* [本文抜粋]:
多くのドライバーはクルマが激突して止まるという経験をしない。ましてや5、60km/h以上という速度から衝突するような減速を経験することはほとんどない。

アクセルを踏めばいともたやすく100km/h以上出るけれどその速度から衝撃的な停止を経験することは万に一つくらいの確率でしかやってこないのだ。

本人のショックは想像して余りある。

きっとその激突の瞬間、自分の出していた速度が骨も肉も粉々に千切れる力であったことを知る。そして自分がこれまで十何年、運転していた時間がいかに幸運な偶然の上に成り立っていたのかを悟る。

かつて自分も同じ恐怖を覚えた。

自分の運転が実は無知で無謀で、その後悔をする間も無く無慈悲に身体を破壊する力に翻弄される恐怖。

それを彼も経験をしたのか、と憐れに思った。 

人にクルマを運転させるということはこういうことも含むのだ、と気づいた。

安全運転チェック(スタッフの運転する車の助手席に座り、危ない判断や操作を指摘する。かなり効果がある)も行うし、食後の昼寝をとらせるようにするが、実際の瞬間瞬間の判断と運転操作は個人に任せるしかない。

幸い、あの事故を上回るものは発生していない。とりあえず今日のところは。

 

こどもの頃からクルマが好きで、スポーツカーだ、フェラーリだと、いろいろ乗り回してスピードも人よりすこし出してきたがクルマの危険で悲惨な一面は常に薄皮を隔てて存在している。

趣味嗜好とは別に、クルマはまったく以って冷めた目で判断すべき存在だ、気をつけろ、と肝に命じている。

位置アノテーションデータセット抜粋:
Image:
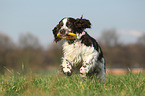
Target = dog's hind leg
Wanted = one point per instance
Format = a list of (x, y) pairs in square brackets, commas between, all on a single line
[(66, 67)]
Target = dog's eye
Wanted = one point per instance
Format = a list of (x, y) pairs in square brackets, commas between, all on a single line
[(68, 24)]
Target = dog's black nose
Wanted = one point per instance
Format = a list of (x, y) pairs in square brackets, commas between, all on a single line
[(62, 31)]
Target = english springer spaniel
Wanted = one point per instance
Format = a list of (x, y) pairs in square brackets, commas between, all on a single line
[(82, 54)]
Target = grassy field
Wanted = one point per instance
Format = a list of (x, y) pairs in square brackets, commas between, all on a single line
[(59, 85)]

* [課題セット]:
A – 本文抜粋によると、安全運転チェックでは誰の運転する車のどの席に座り、何を指摘するか。
B – 本文抜粋のうち、「きっとその激突の瞬間、自分の」から始めて「破壊する力に翻弄される恐怖。」に至るまでの部分を一字一句違えずに書き写せ。

* [解答一覧]:
A – スタッフの運転する車の助手席に座り、危ない判断や操作を指摘する。

B –
きっとその激突の瞬間、自分の出していた速度が骨も肉も粉々に千切れる力であったことを知る。そして自分がこれまで十何年、運転していた時間がいかに幸運な偶然の上に成り立っていたのかを悟る。

かつて自分も同じ恐怖を覚えた。

自分の運転が実は無知で無謀で、その後悔をする間も無く無慈悲に身体を破壊する力に翻弄される恐怖。